G DATA also developed the anti-ransomware technology. It reliably protects against unwanted hard disk encryption. For private customers this component is switched on by default, business customers need to activate the function manually. They are advised accordingly when setting up the G DATA software. The technology checks in the background to see whether suspicious commands such as mass encryption of files are triggered without an active user input. "Anti-Ransomware technology is often an early warning system for us," says Siebert. "If a previously unrecognized file performs malicious actions, we can request it for deeper analysis and use the information obtained to roll out broad protection for all users.”
Behavior-based detection of malware
The G DATA Behavior Blocker - the behavior-based defense against malware - is another next-generation technology. It blocks suspicious actions on the basis of certain pre-defined indicators.
□ □ □
_Parts of the exercise_.
a: Check whether each statement agrees with the G DATA text, answering yes or no and quoting the exact words that decide it: (i) Business customers get the anti-ransomware function switched on by default. (ii) The Behavior Blocker blocks suspicious actions based on pre-defined indicators. (iii) The anti-ransomware technology watches for mass file encryption that happens without active user input.
b: According to the G DATA text, which customers have the anti-ransomware component switched on by default?
Answer from the G DATA text alone.

(Data items)
□ □ □
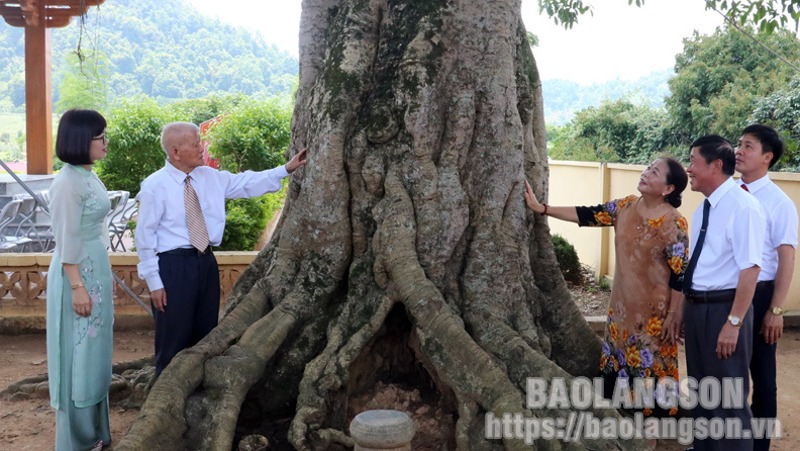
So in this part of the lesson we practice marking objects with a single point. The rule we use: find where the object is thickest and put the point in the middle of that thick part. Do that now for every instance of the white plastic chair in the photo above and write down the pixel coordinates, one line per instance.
(118, 224)
(8, 215)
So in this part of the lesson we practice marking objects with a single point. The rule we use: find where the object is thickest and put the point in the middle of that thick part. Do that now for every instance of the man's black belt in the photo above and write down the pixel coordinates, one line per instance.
(705, 297)
(189, 252)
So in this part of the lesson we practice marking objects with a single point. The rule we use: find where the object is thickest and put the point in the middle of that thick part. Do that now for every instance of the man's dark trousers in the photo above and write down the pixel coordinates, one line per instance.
(191, 282)
(763, 363)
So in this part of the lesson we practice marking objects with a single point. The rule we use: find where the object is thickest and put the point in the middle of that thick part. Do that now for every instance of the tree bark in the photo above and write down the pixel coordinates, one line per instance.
(405, 251)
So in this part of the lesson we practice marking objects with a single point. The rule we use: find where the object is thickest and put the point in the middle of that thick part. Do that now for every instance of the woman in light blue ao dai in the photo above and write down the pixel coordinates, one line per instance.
(80, 308)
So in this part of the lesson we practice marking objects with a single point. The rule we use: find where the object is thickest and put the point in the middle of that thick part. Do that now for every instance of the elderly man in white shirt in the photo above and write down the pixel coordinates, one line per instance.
(181, 216)
(760, 147)
(727, 243)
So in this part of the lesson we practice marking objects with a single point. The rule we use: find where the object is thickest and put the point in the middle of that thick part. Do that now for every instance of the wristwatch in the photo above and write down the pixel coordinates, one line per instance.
(735, 321)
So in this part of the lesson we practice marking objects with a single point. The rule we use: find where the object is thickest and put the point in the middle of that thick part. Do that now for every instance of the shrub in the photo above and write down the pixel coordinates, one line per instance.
(134, 146)
(567, 259)
(253, 136)
(246, 220)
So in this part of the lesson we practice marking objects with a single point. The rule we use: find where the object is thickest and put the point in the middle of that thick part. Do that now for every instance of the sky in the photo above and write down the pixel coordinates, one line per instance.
(618, 42)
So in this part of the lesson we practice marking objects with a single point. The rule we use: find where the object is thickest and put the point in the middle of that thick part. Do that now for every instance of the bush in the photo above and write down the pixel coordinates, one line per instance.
(567, 259)
(253, 136)
(246, 220)
(134, 146)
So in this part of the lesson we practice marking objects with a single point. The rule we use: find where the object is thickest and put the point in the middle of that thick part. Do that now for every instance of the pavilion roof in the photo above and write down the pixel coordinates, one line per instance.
(51, 13)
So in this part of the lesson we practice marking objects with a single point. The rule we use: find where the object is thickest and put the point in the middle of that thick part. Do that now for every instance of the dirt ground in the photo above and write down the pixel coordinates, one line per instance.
(29, 424)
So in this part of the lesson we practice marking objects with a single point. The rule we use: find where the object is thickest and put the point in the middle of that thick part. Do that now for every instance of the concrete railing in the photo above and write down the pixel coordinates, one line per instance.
(583, 183)
(23, 285)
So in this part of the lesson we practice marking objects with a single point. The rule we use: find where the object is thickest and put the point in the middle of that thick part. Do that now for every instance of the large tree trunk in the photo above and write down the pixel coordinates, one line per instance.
(405, 255)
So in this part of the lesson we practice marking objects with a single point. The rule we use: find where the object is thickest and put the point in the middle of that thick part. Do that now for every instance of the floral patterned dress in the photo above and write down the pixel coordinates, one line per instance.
(79, 348)
(651, 257)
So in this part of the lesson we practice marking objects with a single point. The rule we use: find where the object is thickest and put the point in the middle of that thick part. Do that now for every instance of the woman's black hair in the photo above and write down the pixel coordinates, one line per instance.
(676, 177)
(76, 129)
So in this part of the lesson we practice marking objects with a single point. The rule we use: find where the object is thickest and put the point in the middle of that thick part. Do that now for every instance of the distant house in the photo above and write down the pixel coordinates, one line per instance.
(205, 127)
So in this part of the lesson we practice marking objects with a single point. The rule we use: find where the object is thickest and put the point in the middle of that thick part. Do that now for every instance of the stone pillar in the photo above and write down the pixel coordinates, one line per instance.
(382, 430)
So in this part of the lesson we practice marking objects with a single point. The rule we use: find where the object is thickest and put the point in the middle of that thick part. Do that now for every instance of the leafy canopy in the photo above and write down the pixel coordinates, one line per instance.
(768, 15)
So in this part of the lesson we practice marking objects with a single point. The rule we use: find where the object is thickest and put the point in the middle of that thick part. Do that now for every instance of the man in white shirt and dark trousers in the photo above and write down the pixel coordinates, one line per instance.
(181, 216)
(759, 149)
(727, 243)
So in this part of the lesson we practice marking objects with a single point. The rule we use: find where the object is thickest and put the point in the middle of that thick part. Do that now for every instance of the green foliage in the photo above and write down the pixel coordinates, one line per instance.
(134, 146)
(253, 136)
(617, 131)
(246, 219)
(767, 14)
(562, 99)
(567, 259)
(719, 79)
(200, 110)
(83, 83)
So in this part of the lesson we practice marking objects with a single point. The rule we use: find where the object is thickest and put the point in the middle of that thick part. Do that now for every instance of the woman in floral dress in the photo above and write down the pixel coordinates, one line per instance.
(80, 309)
(652, 251)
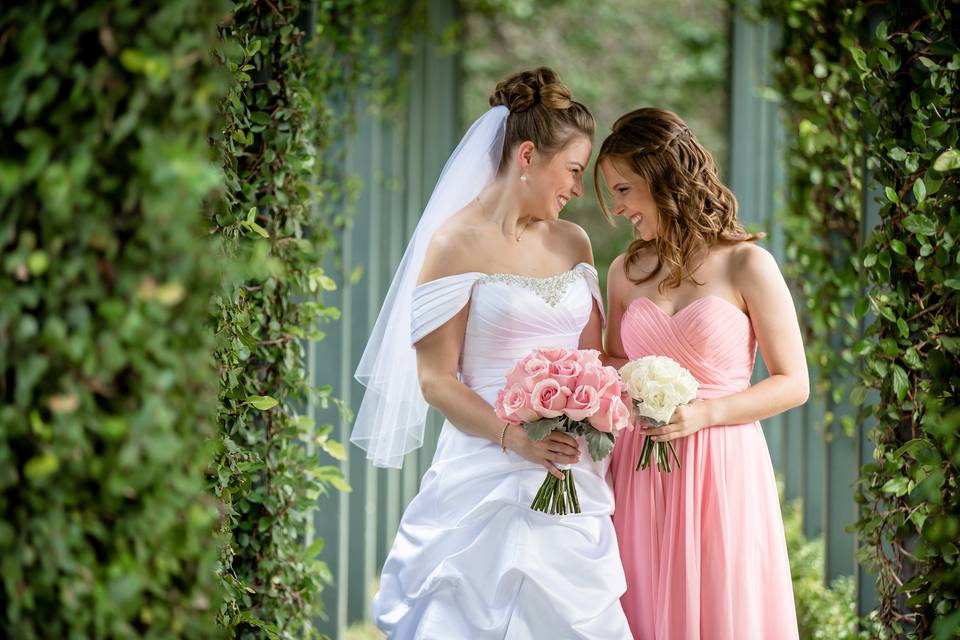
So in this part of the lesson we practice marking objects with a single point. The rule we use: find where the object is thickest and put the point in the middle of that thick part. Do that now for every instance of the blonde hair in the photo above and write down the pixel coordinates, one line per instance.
(542, 110)
(696, 211)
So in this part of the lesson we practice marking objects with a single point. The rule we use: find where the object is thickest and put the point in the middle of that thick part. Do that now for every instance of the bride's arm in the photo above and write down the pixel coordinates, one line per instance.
(438, 359)
(774, 320)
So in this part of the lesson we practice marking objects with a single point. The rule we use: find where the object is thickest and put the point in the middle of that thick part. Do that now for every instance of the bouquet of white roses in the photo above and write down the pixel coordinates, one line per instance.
(657, 385)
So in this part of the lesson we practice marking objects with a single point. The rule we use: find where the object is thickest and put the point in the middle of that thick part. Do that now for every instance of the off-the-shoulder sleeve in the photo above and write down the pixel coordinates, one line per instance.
(593, 281)
(435, 302)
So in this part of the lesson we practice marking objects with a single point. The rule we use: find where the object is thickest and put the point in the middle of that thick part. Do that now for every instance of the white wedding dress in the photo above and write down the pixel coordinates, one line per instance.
(471, 560)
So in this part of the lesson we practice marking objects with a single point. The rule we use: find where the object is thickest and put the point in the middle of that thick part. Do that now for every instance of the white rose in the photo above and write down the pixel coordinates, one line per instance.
(658, 386)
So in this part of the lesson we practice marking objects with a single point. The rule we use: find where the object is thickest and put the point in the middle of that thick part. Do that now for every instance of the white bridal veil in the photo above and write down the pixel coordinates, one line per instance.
(390, 422)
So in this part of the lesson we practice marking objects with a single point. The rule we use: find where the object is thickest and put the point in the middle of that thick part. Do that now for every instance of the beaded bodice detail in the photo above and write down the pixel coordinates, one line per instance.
(552, 289)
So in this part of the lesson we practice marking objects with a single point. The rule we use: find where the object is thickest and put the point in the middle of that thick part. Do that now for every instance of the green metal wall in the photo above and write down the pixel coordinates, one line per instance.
(819, 464)
(398, 163)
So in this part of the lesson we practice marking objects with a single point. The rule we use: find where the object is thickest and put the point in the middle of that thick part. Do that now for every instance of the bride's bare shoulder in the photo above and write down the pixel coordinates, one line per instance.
(572, 239)
(452, 249)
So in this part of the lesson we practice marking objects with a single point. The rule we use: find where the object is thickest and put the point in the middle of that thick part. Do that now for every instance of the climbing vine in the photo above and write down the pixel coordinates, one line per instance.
(870, 98)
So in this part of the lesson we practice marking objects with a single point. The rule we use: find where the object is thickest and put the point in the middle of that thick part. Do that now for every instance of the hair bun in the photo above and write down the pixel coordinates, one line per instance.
(522, 91)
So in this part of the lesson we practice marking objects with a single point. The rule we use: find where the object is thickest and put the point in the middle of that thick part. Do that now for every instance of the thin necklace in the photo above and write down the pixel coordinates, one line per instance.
(484, 210)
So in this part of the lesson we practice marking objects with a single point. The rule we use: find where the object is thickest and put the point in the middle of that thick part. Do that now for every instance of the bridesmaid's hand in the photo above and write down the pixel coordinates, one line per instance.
(686, 420)
(558, 447)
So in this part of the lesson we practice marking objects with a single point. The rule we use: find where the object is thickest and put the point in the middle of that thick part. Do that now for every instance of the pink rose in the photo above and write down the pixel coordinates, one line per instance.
(549, 398)
(612, 416)
(552, 354)
(514, 406)
(600, 378)
(529, 371)
(583, 403)
(566, 371)
(587, 356)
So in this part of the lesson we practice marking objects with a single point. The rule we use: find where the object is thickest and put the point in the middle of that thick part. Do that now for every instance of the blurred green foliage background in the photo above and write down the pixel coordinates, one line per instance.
(616, 56)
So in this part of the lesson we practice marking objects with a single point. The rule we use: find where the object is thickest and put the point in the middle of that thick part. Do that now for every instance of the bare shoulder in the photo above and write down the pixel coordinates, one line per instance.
(573, 239)
(617, 273)
(449, 250)
(752, 265)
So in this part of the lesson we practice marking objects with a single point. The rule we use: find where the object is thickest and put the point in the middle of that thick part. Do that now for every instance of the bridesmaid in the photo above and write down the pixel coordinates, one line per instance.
(703, 546)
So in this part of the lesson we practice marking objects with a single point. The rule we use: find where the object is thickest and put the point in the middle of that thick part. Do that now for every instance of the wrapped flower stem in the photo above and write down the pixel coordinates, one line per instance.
(557, 496)
(662, 452)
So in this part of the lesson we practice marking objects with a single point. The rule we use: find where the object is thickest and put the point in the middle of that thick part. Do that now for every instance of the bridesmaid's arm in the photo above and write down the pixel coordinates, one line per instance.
(774, 319)
(613, 353)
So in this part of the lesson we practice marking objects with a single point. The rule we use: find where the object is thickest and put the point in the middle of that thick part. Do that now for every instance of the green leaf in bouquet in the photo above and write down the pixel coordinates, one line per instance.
(541, 428)
(599, 444)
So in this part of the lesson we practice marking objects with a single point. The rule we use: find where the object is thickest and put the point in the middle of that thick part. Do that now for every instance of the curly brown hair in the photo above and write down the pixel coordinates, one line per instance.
(696, 211)
(542, 110)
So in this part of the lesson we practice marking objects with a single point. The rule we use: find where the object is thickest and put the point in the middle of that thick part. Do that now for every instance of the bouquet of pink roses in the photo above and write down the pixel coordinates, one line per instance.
(561, 390)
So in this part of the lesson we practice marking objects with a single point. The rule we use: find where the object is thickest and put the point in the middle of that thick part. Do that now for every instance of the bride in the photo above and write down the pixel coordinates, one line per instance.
(491, 273)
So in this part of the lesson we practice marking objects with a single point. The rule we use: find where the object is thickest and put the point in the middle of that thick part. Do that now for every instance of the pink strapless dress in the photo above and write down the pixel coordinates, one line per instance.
(703, 547)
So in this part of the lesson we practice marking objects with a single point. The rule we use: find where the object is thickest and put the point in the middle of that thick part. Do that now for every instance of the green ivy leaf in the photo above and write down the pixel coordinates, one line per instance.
(920, 224)
(253, 226)
(264, 403)
(599, 444)
(903, 327)
(897, 486)
(919, 190)
(947, 161)
(900, 382)
(859, 57)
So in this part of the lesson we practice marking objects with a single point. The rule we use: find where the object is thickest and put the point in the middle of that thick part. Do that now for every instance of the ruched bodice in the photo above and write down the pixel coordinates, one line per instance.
(471, 559)
(509, 316)
(702, 546)
(710, 337)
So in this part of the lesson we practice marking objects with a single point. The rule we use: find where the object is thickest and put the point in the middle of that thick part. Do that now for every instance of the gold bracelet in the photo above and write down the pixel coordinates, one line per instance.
(503, 447)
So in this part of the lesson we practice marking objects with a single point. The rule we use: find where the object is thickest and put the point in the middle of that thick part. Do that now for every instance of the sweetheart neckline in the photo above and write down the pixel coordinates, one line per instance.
(680, 311)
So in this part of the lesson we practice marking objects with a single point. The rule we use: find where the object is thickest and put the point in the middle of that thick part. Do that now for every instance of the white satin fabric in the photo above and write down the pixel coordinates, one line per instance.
(471, 560)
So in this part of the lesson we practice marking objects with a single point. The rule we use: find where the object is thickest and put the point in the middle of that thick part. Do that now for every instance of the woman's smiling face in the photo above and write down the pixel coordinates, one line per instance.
(631, 198)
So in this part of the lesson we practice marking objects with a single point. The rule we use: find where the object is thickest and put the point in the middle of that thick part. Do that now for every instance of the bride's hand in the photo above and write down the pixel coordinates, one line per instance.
(557, 448)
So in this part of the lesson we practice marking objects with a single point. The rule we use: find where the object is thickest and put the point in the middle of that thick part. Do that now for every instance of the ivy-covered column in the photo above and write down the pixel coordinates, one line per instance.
(870, 90)
(107, 388)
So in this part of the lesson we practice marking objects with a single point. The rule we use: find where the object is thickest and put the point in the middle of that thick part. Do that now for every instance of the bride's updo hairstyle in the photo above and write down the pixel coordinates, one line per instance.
(696, 211)
(542, 110)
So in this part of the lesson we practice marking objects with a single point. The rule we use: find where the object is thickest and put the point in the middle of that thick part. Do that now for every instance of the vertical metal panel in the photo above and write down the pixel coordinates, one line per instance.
(818, 469)
(397, 163)
(813, 477)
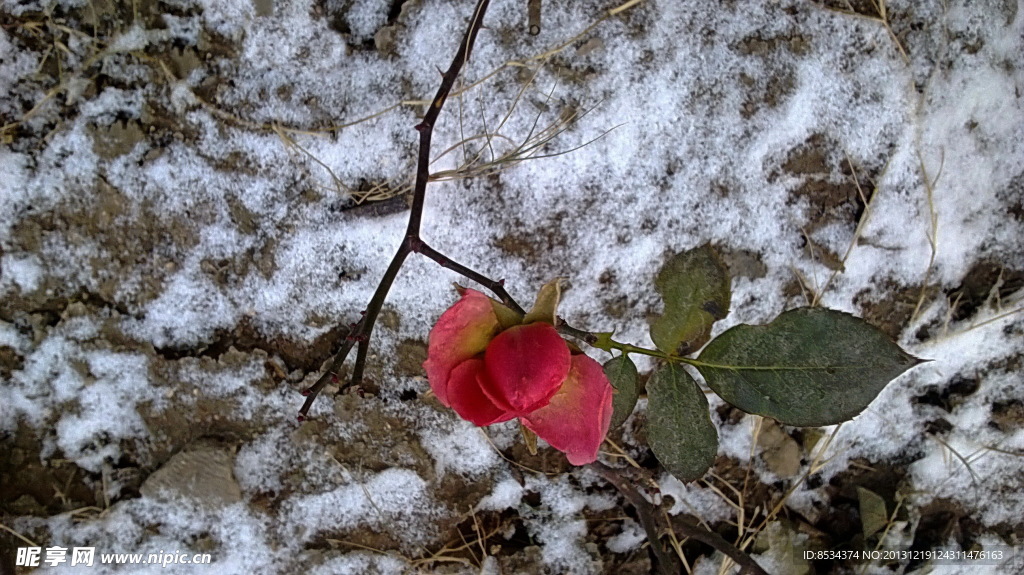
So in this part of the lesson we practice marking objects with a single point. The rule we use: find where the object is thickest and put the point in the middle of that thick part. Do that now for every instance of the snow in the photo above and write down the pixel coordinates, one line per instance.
(694, 111)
□ □ □
_Exercise answers_.
a:
(i) No: "business customers need to activate the function manually."
(ii) Yes: "It blocks suspicious actions on the basis of certain pre-defined indicators."
(iii) Yes: "The technology checks in the background to see whether suspicious commands such as mass encryption of files are triggered without an active user input."

b: Private customers.